_Zum Lesen:_
+-------+
Noè Ponti: Ein Überflieger im Wasser

FORTE Magazin

«Die Bewegung des Schwimmens kommt dem Fliegen am nächsten», schrieb der italienische Autor Erri De Luca. Und genau so wirkt es, wenn Noè Ponti durchs Wasser gleitet, als würde er fliegen. Zurück als dreifacher Weltmeister von der Schwimm-WM in Budapest, wo er zusätzlich zwei Weltrekorde feierte, stand der Tessiner der FORTE-Redaktion für ein Interview bereit.

Noè Ponti, welche drei Adjektive beschreiben Sie am besten und warum?

Ehrgeizig: weil ich im Sport und im Leben immer mein Bestes gebe und versuche, der Beste zu sein. Respektvoll: gegenüber meinen Gegnern und gegenüber den Menschen im Allgemeinen. Liebevoll: da ich meiner Familie sehr nahe stehe.
+-------+
_Die Liste:_
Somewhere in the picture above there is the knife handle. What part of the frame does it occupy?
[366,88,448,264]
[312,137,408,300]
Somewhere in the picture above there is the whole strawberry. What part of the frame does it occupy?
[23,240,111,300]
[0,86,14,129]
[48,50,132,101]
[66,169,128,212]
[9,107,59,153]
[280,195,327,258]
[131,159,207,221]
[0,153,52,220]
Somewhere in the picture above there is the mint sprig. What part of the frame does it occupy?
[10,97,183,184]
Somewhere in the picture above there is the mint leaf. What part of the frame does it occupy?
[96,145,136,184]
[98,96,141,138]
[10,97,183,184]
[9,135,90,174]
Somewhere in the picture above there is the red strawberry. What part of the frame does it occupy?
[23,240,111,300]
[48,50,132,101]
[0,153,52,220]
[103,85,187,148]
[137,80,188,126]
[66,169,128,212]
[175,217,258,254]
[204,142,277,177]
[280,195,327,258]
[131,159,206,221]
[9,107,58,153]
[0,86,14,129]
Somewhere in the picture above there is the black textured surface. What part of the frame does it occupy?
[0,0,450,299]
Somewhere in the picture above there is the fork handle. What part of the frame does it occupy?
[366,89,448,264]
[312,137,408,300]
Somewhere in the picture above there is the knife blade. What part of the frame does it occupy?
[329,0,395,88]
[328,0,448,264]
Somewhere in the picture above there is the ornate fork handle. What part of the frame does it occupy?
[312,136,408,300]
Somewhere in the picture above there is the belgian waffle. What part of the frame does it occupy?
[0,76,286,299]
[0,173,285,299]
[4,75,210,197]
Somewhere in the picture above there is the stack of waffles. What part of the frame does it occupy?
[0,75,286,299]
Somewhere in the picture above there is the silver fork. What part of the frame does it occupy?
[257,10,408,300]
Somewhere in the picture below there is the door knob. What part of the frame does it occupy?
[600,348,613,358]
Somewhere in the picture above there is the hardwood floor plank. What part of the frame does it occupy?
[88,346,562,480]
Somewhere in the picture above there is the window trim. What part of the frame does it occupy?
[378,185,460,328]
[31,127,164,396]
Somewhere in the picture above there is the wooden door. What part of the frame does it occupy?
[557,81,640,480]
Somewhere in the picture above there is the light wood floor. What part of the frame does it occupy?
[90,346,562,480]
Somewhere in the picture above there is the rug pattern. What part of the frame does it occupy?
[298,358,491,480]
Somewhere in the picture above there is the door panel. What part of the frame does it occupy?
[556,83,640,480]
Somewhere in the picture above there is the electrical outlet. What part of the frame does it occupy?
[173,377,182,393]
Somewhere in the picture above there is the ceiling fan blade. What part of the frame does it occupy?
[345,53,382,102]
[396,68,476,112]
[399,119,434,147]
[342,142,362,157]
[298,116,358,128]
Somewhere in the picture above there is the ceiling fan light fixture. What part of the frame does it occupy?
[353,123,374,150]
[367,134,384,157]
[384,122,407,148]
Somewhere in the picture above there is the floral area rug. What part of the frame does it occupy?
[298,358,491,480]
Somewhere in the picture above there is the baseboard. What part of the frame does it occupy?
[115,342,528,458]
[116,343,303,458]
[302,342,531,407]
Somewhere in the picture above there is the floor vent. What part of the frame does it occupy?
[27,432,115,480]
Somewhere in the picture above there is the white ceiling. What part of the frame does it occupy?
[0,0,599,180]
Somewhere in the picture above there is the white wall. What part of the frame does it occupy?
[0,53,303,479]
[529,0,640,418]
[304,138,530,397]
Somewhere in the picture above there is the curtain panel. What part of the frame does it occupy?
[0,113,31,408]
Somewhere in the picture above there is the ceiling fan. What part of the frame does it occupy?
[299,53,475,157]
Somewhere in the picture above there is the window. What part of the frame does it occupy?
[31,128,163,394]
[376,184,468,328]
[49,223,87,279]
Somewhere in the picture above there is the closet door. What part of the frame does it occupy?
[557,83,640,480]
+-------+
_Deine Aufgaben:_
A – In welcher Stadt fand laut dem Text über Noè Ponti die Schwimm-WM statt?
B – Schreib aus der Liste die Zeilen ab. Fang bei der Zeile an, in der „Somewhere in the picture above there is the hardwood" steht, und hör nach der Zeile mit „[298,116,358,128]" auf.

_Die Antworten:_
A – In Budapest.

B –
Somewhere in the picture above there is the hardwood floor plank. What part of the frame does it occupy?
[88,346,562,480]
Somewhere in the picture above there is the window trim. What part of the frame does it occupy?
[378,185,460,328]
[31,127,164,396]
Somewhere in the picture above there is the wooden door. What part of the frame does it occupy?
[557,81,640,480]
Somewhere in the picture above there is the light wood floor. What part of the frame does it occupy?
[90,346,562,480]
Somewhere in the picture above there is the rug pattern. What part of the frame does it occupy?
[298,358,491,480]
Somewhere in the picture above there is the door panel. What part of the frame does it occupy?
[556,83,640,480]
Somewhere in the picture above there is the electrical outlet. What part of the frame does it occupy?
[173,377,182,393]
Somewhere in the picture above there is the ceiling fan blade. What part of the frame does it occupy?
[345,53,382,102]
[396,68,476,112]
[399,119,434,147]
[342,142,362,157]
[298,116,358,128]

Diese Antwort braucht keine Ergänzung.